Trecho |
**********

Como isso impacta a localização de investimentos?
Hoje, data centers não são mais instalados apenas onde a internet é mais rápida, mas onde há oferta de energia, como na Pensilvânia, onde recentemente foram anunciados dois novos data centers, algo que não faria sentido antes, pois normalmente se instalariam na Virgínia ou perto de Washington DC. E isso já impulsiona outra cesta de metais.

Pode dizer quais são esses metais ligados à nova economia energética?
Metais industriais ligados à expansão da rede elétrica. Metais como cobre estão presentes em tudo que é elétrico. Veículos elétricos utilizam muito alumínio para ficarem mais leves e eficientes. O alumínio também é usado nas molduras dos painéis solares e em infraestrutura em geral. O zinco é utilizado no aço galvanizado, que não enferruja e é muito usado em construções de infraestrutura. Até baterias de scooters e bicicletas elétricas usam metais como chumbo, e isso tudo está ligado ao crescimento da demanda por eletrificação.

**********

Problema 1 |
Reproduza o trecho sobre energia e metais, começando em "Hoje, data centers" e indo até "nova economia energética?".
Problema 2 |
Segundo o trecho sobre energia e metais, em que lugar foram anunciados recentemente dois novos data centers?

Dados extraídos de uma coleção |

**********

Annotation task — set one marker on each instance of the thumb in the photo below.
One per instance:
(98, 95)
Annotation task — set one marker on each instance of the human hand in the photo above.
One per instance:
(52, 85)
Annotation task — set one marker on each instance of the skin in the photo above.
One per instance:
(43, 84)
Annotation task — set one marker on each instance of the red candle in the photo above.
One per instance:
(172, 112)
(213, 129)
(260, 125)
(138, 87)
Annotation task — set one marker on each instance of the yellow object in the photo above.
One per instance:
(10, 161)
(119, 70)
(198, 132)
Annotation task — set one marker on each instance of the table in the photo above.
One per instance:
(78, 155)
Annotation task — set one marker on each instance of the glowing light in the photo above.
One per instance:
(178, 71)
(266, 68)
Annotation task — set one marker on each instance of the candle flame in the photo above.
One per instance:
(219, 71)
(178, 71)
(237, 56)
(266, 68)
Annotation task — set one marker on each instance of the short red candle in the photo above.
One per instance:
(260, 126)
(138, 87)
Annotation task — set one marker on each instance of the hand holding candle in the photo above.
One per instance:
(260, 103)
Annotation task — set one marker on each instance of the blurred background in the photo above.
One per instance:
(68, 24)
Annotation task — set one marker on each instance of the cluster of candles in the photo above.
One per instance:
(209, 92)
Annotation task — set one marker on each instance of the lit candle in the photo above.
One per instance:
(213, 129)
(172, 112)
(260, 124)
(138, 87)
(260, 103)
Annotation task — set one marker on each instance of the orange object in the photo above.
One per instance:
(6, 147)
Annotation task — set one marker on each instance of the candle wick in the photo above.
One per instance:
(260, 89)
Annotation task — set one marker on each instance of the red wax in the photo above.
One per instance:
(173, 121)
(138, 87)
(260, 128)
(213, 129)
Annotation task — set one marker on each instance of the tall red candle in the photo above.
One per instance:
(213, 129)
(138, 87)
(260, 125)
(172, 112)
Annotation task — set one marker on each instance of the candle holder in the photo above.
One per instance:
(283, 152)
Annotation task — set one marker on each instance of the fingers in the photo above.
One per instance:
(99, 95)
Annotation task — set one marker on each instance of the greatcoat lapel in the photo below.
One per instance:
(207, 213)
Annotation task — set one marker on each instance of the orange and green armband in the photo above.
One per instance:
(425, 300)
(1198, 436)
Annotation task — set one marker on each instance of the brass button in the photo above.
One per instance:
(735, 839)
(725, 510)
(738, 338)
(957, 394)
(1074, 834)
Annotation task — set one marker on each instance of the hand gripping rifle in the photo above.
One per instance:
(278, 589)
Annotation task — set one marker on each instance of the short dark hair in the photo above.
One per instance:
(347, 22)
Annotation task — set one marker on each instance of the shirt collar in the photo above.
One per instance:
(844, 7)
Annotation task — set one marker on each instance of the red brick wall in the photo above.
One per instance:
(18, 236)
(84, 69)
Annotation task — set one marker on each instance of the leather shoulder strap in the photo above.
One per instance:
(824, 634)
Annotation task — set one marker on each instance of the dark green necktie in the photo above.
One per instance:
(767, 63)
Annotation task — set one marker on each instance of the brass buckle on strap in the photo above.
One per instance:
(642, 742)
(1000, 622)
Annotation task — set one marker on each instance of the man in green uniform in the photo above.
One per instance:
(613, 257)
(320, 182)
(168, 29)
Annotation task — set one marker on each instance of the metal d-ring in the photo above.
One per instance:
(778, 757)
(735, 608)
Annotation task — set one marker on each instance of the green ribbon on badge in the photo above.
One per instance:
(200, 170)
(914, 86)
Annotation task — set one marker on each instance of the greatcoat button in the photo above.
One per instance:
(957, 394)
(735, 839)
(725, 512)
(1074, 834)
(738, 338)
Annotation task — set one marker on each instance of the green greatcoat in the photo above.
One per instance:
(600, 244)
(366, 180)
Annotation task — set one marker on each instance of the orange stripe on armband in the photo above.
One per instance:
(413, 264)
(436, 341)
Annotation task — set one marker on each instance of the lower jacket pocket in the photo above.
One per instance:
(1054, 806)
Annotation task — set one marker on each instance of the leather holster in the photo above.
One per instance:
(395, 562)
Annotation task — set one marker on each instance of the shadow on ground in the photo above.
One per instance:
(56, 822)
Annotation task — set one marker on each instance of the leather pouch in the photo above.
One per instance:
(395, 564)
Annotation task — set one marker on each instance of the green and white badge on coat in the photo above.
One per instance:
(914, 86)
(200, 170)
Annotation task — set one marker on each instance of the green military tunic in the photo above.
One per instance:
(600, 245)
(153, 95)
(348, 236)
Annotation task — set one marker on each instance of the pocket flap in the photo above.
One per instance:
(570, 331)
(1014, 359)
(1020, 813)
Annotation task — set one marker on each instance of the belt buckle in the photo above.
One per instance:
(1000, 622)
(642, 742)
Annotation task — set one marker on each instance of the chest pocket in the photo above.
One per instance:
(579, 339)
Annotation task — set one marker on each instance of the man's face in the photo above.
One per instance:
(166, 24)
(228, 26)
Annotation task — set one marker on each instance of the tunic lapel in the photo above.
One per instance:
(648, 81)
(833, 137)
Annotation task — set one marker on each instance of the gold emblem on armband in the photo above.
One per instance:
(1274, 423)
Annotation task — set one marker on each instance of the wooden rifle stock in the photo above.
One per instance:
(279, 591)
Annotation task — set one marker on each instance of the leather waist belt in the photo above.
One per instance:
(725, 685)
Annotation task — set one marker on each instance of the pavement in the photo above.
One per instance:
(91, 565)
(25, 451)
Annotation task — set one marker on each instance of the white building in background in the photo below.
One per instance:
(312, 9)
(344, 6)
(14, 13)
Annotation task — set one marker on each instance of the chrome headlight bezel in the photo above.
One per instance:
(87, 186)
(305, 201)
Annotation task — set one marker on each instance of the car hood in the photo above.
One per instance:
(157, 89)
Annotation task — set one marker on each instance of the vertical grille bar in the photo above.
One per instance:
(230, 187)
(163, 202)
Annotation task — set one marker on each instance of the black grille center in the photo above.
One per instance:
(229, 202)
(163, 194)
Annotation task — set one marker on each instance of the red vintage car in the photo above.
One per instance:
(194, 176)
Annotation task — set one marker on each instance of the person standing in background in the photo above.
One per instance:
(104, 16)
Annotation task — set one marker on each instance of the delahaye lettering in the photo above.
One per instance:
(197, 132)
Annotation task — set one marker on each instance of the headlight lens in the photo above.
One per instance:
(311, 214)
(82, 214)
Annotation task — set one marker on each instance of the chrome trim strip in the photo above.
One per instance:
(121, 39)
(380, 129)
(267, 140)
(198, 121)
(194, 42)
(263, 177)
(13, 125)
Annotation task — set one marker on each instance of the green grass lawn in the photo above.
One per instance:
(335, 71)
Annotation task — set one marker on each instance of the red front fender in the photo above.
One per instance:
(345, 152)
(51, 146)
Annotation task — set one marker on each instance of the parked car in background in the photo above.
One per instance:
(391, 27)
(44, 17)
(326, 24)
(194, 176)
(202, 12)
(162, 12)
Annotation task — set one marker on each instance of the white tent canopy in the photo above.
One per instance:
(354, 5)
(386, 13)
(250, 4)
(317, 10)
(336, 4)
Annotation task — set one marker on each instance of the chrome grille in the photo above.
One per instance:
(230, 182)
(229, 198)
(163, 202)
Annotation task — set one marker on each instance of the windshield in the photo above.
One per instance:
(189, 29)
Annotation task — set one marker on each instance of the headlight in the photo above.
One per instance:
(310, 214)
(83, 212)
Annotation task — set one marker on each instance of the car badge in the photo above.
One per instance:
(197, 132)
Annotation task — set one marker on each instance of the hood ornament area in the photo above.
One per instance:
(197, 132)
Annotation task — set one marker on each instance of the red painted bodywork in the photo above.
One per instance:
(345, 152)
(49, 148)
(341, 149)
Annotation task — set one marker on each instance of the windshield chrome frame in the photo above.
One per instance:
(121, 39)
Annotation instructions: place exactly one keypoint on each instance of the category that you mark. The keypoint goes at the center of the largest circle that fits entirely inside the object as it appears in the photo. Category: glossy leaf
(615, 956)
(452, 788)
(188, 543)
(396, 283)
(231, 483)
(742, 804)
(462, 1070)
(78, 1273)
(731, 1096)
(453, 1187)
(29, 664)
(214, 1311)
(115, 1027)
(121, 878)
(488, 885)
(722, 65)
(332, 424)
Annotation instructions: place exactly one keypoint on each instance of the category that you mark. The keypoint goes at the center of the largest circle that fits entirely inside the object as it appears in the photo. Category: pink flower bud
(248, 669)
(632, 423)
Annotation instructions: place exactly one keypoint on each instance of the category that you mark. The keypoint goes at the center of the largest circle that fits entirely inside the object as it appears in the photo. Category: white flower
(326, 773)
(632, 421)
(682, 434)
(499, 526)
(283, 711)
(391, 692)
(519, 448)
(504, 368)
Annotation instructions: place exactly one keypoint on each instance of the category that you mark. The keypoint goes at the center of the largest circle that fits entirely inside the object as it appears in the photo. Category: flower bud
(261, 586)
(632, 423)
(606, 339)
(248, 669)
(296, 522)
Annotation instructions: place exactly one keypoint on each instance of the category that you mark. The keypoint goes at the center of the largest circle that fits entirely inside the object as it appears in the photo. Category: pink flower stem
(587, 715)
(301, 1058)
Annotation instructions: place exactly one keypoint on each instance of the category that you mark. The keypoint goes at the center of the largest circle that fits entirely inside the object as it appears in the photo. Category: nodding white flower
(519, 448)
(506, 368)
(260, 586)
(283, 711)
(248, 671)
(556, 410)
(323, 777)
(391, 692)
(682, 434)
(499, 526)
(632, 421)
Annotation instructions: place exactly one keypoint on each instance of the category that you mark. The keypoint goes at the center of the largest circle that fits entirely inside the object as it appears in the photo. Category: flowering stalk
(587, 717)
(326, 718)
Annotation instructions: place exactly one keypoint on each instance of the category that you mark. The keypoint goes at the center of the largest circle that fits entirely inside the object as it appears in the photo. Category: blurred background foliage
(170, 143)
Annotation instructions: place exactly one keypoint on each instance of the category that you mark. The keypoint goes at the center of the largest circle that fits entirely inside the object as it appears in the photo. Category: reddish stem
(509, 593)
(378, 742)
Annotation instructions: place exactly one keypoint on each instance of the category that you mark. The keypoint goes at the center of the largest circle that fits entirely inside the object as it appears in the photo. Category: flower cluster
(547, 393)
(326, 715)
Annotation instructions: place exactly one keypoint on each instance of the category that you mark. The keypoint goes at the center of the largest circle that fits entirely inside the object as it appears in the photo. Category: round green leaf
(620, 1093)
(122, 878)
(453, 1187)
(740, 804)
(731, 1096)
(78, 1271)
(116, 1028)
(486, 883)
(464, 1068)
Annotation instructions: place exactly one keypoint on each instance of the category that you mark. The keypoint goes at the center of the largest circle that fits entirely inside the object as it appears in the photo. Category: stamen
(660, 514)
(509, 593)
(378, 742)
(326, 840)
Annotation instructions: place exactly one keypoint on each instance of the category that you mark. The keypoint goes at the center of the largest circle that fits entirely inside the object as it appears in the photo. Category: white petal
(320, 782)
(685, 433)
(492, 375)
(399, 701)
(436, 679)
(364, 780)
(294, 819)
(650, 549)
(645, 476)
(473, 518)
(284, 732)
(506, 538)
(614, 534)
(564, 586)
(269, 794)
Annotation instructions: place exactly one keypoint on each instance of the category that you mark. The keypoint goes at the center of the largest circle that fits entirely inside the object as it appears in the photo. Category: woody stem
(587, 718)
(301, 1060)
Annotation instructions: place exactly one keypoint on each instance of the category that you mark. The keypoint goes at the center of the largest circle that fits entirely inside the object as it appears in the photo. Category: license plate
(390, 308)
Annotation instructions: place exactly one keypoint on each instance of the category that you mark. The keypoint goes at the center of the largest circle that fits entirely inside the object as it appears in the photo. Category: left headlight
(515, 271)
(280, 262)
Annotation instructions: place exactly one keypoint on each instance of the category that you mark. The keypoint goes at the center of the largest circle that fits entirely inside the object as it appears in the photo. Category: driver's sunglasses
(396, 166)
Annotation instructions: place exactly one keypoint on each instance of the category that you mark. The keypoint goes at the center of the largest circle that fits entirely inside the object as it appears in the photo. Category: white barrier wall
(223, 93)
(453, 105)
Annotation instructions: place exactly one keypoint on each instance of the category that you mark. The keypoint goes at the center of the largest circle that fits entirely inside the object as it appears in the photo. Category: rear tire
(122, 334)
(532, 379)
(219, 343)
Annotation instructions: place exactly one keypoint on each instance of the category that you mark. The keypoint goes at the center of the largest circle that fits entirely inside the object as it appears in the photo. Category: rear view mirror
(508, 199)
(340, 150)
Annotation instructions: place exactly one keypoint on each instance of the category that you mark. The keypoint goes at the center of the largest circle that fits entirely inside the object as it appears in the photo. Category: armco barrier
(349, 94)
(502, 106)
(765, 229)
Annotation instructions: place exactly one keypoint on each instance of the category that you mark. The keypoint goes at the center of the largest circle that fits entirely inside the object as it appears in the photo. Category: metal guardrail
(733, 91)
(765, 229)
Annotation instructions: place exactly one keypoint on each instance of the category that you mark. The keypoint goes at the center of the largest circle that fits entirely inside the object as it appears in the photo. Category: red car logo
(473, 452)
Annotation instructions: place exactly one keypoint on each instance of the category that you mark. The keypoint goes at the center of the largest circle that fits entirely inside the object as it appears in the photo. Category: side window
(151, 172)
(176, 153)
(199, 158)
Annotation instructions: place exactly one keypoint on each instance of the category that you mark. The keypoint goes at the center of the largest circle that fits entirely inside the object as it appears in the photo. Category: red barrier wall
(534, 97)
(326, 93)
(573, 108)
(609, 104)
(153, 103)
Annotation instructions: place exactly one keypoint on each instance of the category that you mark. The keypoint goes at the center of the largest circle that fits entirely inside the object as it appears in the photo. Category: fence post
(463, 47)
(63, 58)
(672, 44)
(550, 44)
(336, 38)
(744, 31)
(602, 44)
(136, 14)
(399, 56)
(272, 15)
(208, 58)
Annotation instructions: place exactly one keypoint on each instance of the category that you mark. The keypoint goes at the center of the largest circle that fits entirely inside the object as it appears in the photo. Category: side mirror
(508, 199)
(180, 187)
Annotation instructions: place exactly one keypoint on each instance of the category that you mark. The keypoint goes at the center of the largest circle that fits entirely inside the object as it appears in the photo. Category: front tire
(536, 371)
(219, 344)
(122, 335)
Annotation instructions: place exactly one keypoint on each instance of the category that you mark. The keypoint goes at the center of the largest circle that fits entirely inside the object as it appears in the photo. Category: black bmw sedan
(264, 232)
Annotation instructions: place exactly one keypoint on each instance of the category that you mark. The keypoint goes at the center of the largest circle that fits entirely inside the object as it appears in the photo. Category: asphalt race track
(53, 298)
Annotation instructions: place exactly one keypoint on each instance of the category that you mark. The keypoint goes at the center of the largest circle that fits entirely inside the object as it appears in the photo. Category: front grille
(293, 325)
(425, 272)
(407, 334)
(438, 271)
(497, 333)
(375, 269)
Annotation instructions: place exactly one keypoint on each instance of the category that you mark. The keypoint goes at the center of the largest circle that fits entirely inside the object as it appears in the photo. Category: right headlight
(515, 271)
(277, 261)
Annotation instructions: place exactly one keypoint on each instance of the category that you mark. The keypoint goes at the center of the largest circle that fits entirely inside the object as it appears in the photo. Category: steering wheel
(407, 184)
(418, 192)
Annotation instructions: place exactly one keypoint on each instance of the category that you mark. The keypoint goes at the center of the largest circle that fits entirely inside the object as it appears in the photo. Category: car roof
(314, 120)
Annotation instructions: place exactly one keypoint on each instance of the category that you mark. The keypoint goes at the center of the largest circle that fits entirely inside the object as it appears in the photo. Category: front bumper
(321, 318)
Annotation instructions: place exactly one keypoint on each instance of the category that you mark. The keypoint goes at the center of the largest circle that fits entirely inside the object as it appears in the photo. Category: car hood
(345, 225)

**********

Resolução escrita 1 |
Hoje, data centers não são mais instalados apenas onde a internet é mais rápida, mas onde há oferta de energia, como na Pensilvânia, onde recentemente foram anunciados dois novos data centers, algo que não faria sentido antes, pois normalmente se instalariam na Virgínia ou perto de Washington DC. E isso já impulsiona outra cesta de metais.

Pode dizer quais são esses metais ligados à nova economia energética?

Resolução escrita 2 |
Na Pensilvânia.